Text section:

Award-winning children’s book author Derrick Barnes has built an illustrious career writing for children with picture books, early readers, and middle grade novels. In his latest, The Queen of Kindergarten, Barnes returns to the first day of school in this follow-up to his bestselling picture book, The King of Kindergarten, both illustrated by long-time collaborator Vanessa Brantley-Newton. In Queen, a Black girl faces her first day in kindergarten with all the excitement and poise of a queen. Barnes spoke with PW about why reading children’s books featuring Black kids is vital for all children, the storytellers he looks up to, and the family members who inspired his characters.
What motivated you to begin writing for children?
I kind of fell into it. My first job right after graduating college in 1999 was at Hallmark. I was the first Black man in the history of the company to be hired as a copywriter. Gordon C. James, the illustrator of [my books] Crown: An Ode to the Fresh Cut and I Am Every Good Thing, and I met at Hallmark. He had an agent by the name of Regina Brooks and I’ve been with her since 2003. One of the first book deals she came to me with was from Just for Us Books. It was a two-book deal for early reader books. I got lured into writing children’s books and I love it.
What compelled you to write The King of Kindergarten and The Queen of Kindergarten?
With The King of Kindergarten, I did a lot of research and I found two things. The books always had a child who was extremely nervous and scared of going to school. I wanted to flip that on its head and have a child who was brimming with confidence. If a child gets their hands on this book and they may be nervous about going from pre-K to kindergarten, seeing a beautiful brown boy with all this confidence, maybe that will translate to their own personal experience with starting school for the first time. Second, in all the kindergarten books I found, I didn’t see any published by a major publisher that featured a Black child starting school for the first time, so that’s major. When we went out on the King of Kindergarten tour in 2019, a lot of Black mothers would come up to me and ask, “When are you going to write one for the queens? When are you going to do one for the little girls?”

Your tasks:
a: According to the Derrick Barnes interview, which company gave Barnes his first job after college?
b: Decide whether each statement agrees with the Derrick Barnes interview. Answer yes or no for each, and quote the words from the interview that settle it.
(i) Barnes has worked with the agent Regina Brooks since 2003.
(ii) Both kindergarten books were illustrated by Gordon C. James.
(iii) The King of Kindergarten tour took place in 2019.
c: Write the next part of the Derrick Barnes interview, picking up after its final sentence.

Entries shown:
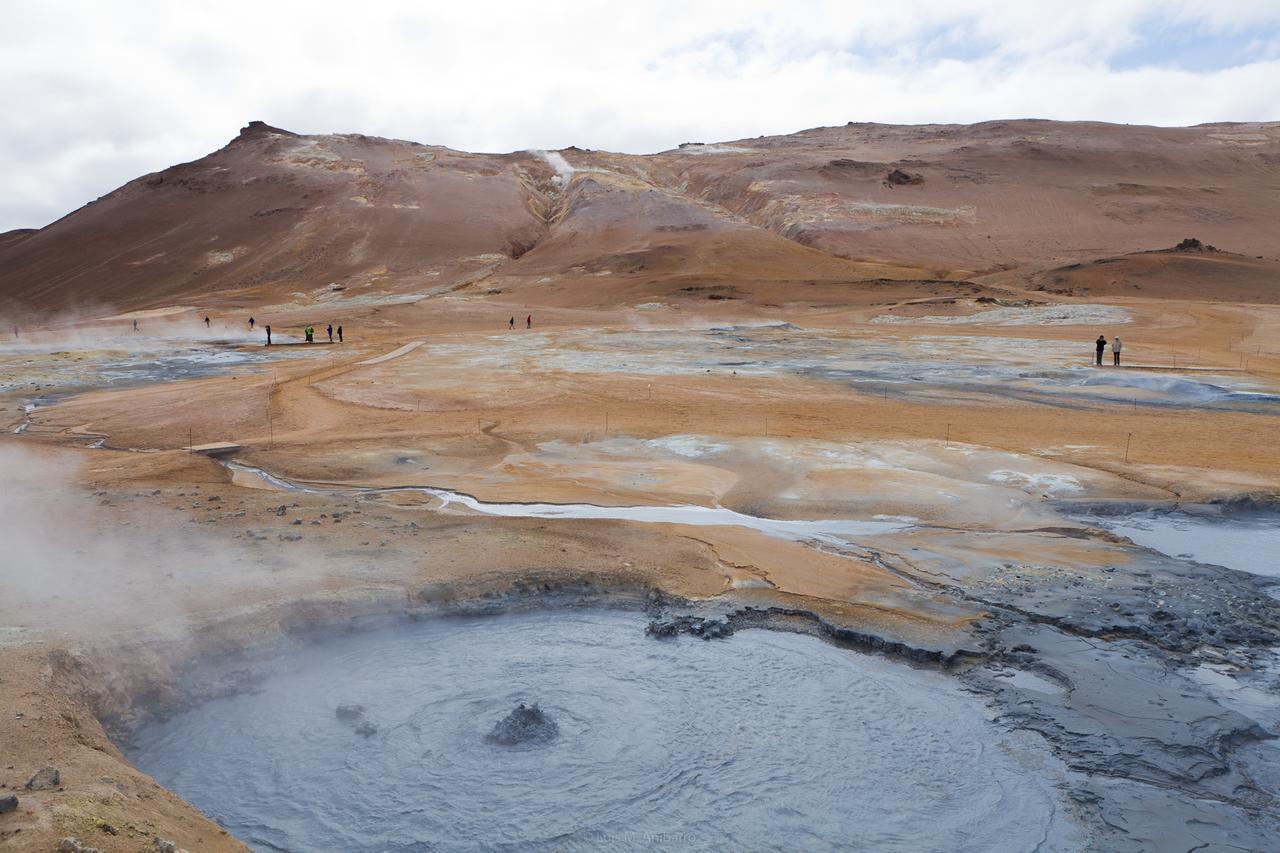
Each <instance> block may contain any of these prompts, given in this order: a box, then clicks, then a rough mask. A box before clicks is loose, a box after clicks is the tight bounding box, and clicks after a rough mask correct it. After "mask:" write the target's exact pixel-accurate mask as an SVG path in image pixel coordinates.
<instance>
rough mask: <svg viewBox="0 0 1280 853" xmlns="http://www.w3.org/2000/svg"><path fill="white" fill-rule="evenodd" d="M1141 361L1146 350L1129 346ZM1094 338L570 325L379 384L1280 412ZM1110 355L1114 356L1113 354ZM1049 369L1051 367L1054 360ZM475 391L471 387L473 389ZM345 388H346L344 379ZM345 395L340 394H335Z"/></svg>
mask: <svg viewBox="0 0 1280 853" xmlns="http://www.w3.org/2000/svg"><path fill="white" fill-rule="evenodd" d="M1130 350H1133V357H1134V359H1135V360H1140V359H1142V351H1140V348H1137V347H1135V346H1130ZM1092 356H1093V351H1092V343H1091V342H1089V341H1082V342H1079V343H1075V342H1068V341H1046V339H1038V338H1019V337H993V336H956V334H946V336H929V334H874V336H870V334H865V333H841V332H835V330H823V329H805V328H800V327H796V325H791V324H788V323H780V324H772V325H750V327H713V328H705V327H704V328H692V329H671V328H641V329H628V330H570V332H558V333H539V332H531V333H522V332H521V330H517V332H515V333H511V334H506V336H485V337H483V338H480V339H476V341H466V342H461V341H460V342H435V343H431V345H429V346H425V347H421V348H420V350H417V351H415V352H411V353H406V355H404V356H403V357H401V359H397V360H394V361H390V362H387V364H385V365H381V366H380V368H379V369H378V371H376V373H375V374H369V375H374V377H375V382H385V383H393V384H397V386H401V387H410V388H420V389H424V391H433V392H445V393H449V392H460V391H462V388H461V386H457V384H456V383H454V380H453V379H452V378H451V375H452V374H451V373H443V374H442V371H440V370H439V368H440V366H442V365H448V366H449V368H451V369H466V373H467V375H468V377H470V379H468V380H470V382H471V383H475V382H476V380H477V379H479V382H480V383H483V384H494V386H503V384H506V386H508V387H512V388H518V387H521V386H524V384H526V378H527V377H529V375H530V374H541V375H553V374H556V373H559V371H567V373H598V374H608V373H626V374H632V375H636V377H654V378H659V377H664V375H667V377H676V375H692V374H707V373H713V374H717V375H724V374H730V375H732V374H735V373H736V374H740V375H744V377H745V375H754V377H805V378H812V379H822V380H828V382H835V383H841V384H845V386H849V387H851V388H854V389H856V391H860V392H863V393H870V394H882V396H887V397H893V398H899V400H915V401H941V402H950V403H982V402H984V401H988V402H989V401H992V400H1005V401H1007V400H1016V401H1024V402H1034V403H1041V405H1050V406H1065V407H1092V406H1102V405H1128V406H1158V407H1181V409H1203V410H1219V411H1248V412H1260V414H1272V415H1274V414H1280V393H1276V391H1275V389H1274V388H1270V387H1267V386H1262V384H1260V383H1257V382H1256V380H1253V379H1249V378H1245V377H1243V375H1233V373H1231V371H1230V370H1225V369H1224V370H1222V371H1221V373H1213V371H1212V370H1203V369H1197V370H1183V371H1178V370H1174V369H1169V370H1166V369H1161V370H1151V369H1142V368H1123V369H1112V368H1108V366H1103V368H1101V369H1098V368H1094V366H1092V364H1091V362H1092ZM1108 357H1110V356H1108ZM1047 365H1048V366H1047ZM472 387H474V386H472ZM338 388H339V389H340V384H339V386H338ZM340 393H342V392H340V391H339V394H340Z"/></svg>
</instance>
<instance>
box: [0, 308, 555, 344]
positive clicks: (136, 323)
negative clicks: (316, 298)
mask: <svg viewBox="0 0 1280 853" xmlns="http://www.w3.org/2000/svg"><path fill="white" fill-rule="evenodd" d="M530 321H532V318H531V316H530ZM211 324H212V320H210V319H209V315H205V328H206V329H207V328H211ZM256 327H257V319H255V318H252V316H251V318H250V319H248V330H250V332H252V330H253V329H255V328H256ZM137 329H138V323H137V320H134V321H133V330H134V332H137ZM262 330H264V332H266V346H271V327H270V325H264V327H262ZM325 332H326V333H328V336H329V343H333V336H334V334H337V336H338V343H342V327H340V325H339V327H337V328H334V325H333V323H330V324H329V325H328V327H326V328H325ZM14 334H15V336H17V329H15V330H14ZM302 334H303V337H305V338H306V342H307V343H315V337H316V328H315V327H314V325H308V327H306V328H305V329H302Z"/></svg>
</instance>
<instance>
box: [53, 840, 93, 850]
mask: <svg viewBox="0 0 1280 853" xmlns="http://www.w3.org/2000/svg"><path fill="white" fill-rule="evenodd" d="M58 849H59V852H60V853H61V852H65V853H101V850H99V849H97V848H96V847H84V845H83V844H82V843H81V840H79V839H78V838H64V839H63V840H61V841H59V843H58Z"/></svg>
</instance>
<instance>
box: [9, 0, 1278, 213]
mask: <svg viewBox="0 0 1280 853" xmlns="http://www.w3.org/2000/svg"><path fill="white" fill-rule="evenodd" d="M0 106H3V109H4V120H3V122H0V161H3V164H4V167H3V172H0V232H3V231H8V229H10V228H29V227H42V225H45V224H47V223H50V222H52V220H54V219H58V218H59V216H63V215H65V214H67V213H70V211H72V210H74V209H76V207H79V206H81V205H83V204H86V202H88V201H91V200H93V199H96V197H99V196H101V195H104V193H106V192H110V191H111V190H114V188H115V187H118V186H120V184H123V183H125V182H128V181H131V179H133V178H136V177H138V175H141V174H146V173H148V172H156V170H160V169H164V168H166V167H169V165H173V164H175V163H184V161H188V160H195V159H197V158H201V156H204V155H205V154H209V152H210V151H214V150H216V149H219V147H221V146H223V145H225V143H227V142H228V141H230V140H232V138H233V137H234V136H236V134H237V132H238V129H239V128H241V127H242V126H244V124H247V123H248V122H250V120H251V119H261V120H265V122H266V123H269V124H274V126H276V127H283V128H287V129H291V131H296V132H300V133H330V132H334V133H366V134H371V136H388V137H396V138H404V140H415V141H417V142H425V143H431V145H447V146H451V147H454V149H462V150H468V151H515V150H522V149H548V150H552V149H561V147H567V146H570V145H576V146H579V147H585V149H608V150H614V151H630V152H637V154H643V152H652V151H660V150H666V149H671V147H675V146H677V145H680V143H681V142H714V141H726V140H735V138H744V137H751V136H759V134H774V133H790V132H794V131H800V129H805V128H810V127H819V126H833V124H845V123H846V122H851V120H852V122H886V123H957V122H965V123H966V122H982V120H988V119H1007V118H1050V119H1094V120H1106V122H1120V123H1130V124H1162V126H1181V124H1197V123H1201V122H1222V120H1236V122H1251V120H1280V0H1212V1H1206V0H1196V1H1190V0H1185V1H1184V0H1166V1H1156V0H1097V1H1096V0H1073V1H1070V3H1064V0H1051V1H1042V0H1020V1H1016V3H1014V1H1005V3H1000V1H996V0H934V1H932V3H931V1H925V0H893V3H884V1H883V0H865V1H864V0H836V1H829V3H828V1H826V0H787V1H786V3H783V1H782V0H774V1H769V3H764V1H758V0H733V1H732V3H721V1H719V0H704V1H703V3H692V1H690V0H681V1H678V3H676V1H668V0H653V1H648V3H645V1H640V3H630V4H628V3H612V4H609V3H594V4H588V3H556V1H554V0H543V1H540V3H518V4H517V3H490V1H485V0H472V1H462V3H460V1H454V3H449V4H443V3H430V1H424V0H419V1H410V0H404V1H401V0H388V1H380V0H365V1H364V3H349V0H348V1H347V3H326V1H325V0H310V1H307V3H293V1H291V0H256V1H253V3H243V1H241V0H219V1H218V3H198V4H197V3H172V1H156V3H152V1H143V0H116V1H115V3H101V1H97V0H91V1H72V0H35V1H28V0H0Z"/></svg>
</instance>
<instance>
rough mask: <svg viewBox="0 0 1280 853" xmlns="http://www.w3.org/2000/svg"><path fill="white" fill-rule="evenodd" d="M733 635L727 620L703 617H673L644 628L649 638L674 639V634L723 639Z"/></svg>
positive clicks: (688, 616)
mask: <svg viewBox="0 0 1280 853" xmlns="http://www.w3.org/2000/svg"><path fill="white" fill-rule="evenodd" d="M732 633H733V626H732V625H730V622H728V620H727V619H723V617H719V619H704V617H703V616H673V617H671V619H660V620H659V619H655V620H653V621H650V622H649V625H648V628H645V634H649V635H650V637H675V635H676V634H691V635H694V637H701V638H703V639H723V638H726V637H728V635H731V634H732Z"/></svg>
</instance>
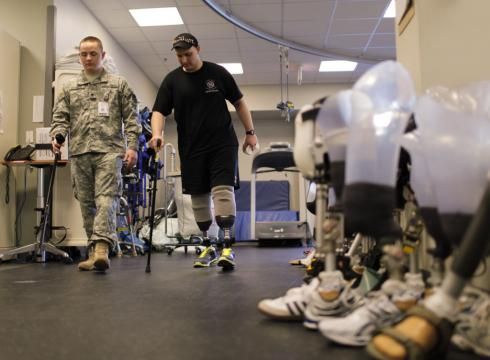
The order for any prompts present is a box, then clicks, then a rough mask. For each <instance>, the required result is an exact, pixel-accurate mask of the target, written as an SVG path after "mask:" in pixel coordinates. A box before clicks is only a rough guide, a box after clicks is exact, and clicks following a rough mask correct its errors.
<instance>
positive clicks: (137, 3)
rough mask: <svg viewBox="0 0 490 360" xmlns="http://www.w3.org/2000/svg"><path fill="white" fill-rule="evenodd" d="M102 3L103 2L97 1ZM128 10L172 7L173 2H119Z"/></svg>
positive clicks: (132, 0) (174, 5) (104, 0)
mask: <svg viewBox="0 0 490 360" xmlns="http://www.w3.org/2000/svg"><path fill="white" fill-rule="evenodd" d="M99 1H100V2H104V1H105V0H99ZM120 1H121V2H122V3H123V4H124V5H126V7H127V8H128V9H145V8H160V7H174V6H175V4H176V2H175V0H120Z"/></svg>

Outputs in order:
a: Hallmark, where he was hired as a copywriter.

b:
(i) Yes: "I’ve been with her since 2003."
(ii) No: "both illustrated by long-time collaborator Vanessa Brantley-Newton."
(iii) Yes: "When we went out on the King of Kindergarten tour in 2019"

c:
Are the central characters in your books based on people in your life?
Yes. My wife and I have four boys. My oldest boy is 21. I have a 17-year-old who’s graduating from high school next month, a 15-year-old who is the cover boy for Crown; and, the cover boy for The King of Kindergarten, that’s my baby Nnamdi. He’ll be 11 in a few weeks. In The Queen of Kindergarten, I kind of based that character on my wife, Tinka. We don’t have a little girl, but if we had one, I figure she’d be like my wife—very energetic, a life-of-the-party kind of person, super smart. I’m the opposite, I’m real laid-back. I knew if I made a little girl character, she was going to be like Tinka.
How important is it for you to write books for and about Black kids? What do you hope readers take from these stories?
I used to say that I write primarily for Black children because I want them to see themselves as important, and every child needs to see themselves as important. But you don’t realize how important it is for white children to see non-white children be the center of the universe, to be protagonists. It’s so important that white children get to see Black children not in a stereotypical way. If they don’t have Black children in their immediate environment, they’re going to always defer to those stereotypes. I try not to put anything regarding race into my books. They just so happen to be slice-of-life books that feature a beautiful Black child with a beautiful Black family. I just want to normalize how magnificent we are.
Who are your storytelling role models?
I’m a big fan of Langston Hughes. He’s the first major writer I was exposed to. Not just the poetry but his essays, his short stories. Gwendolyn Brooks. Roberta Flack. Derek Walcott, a West Indian poet. I love all his work. Walter Dean Myers, obviously. He set the stage for all of us Black male authors.
What projects can readers expect from you next?
This year, I have another book coming out, on September 27, entitled Victory Stand. It’s a graphic novel, my first graphic novel, about the life of Tommie Smith, the 1968 Olympic track and field superstar. I’m so excited about that book. I have a Christmas book coming out at the end of next year called Santa Has Got to Go. I have another graphic novel-picture book hybrid entitled Like Lava in My Veins, and I’m currently working on a middle grade novel.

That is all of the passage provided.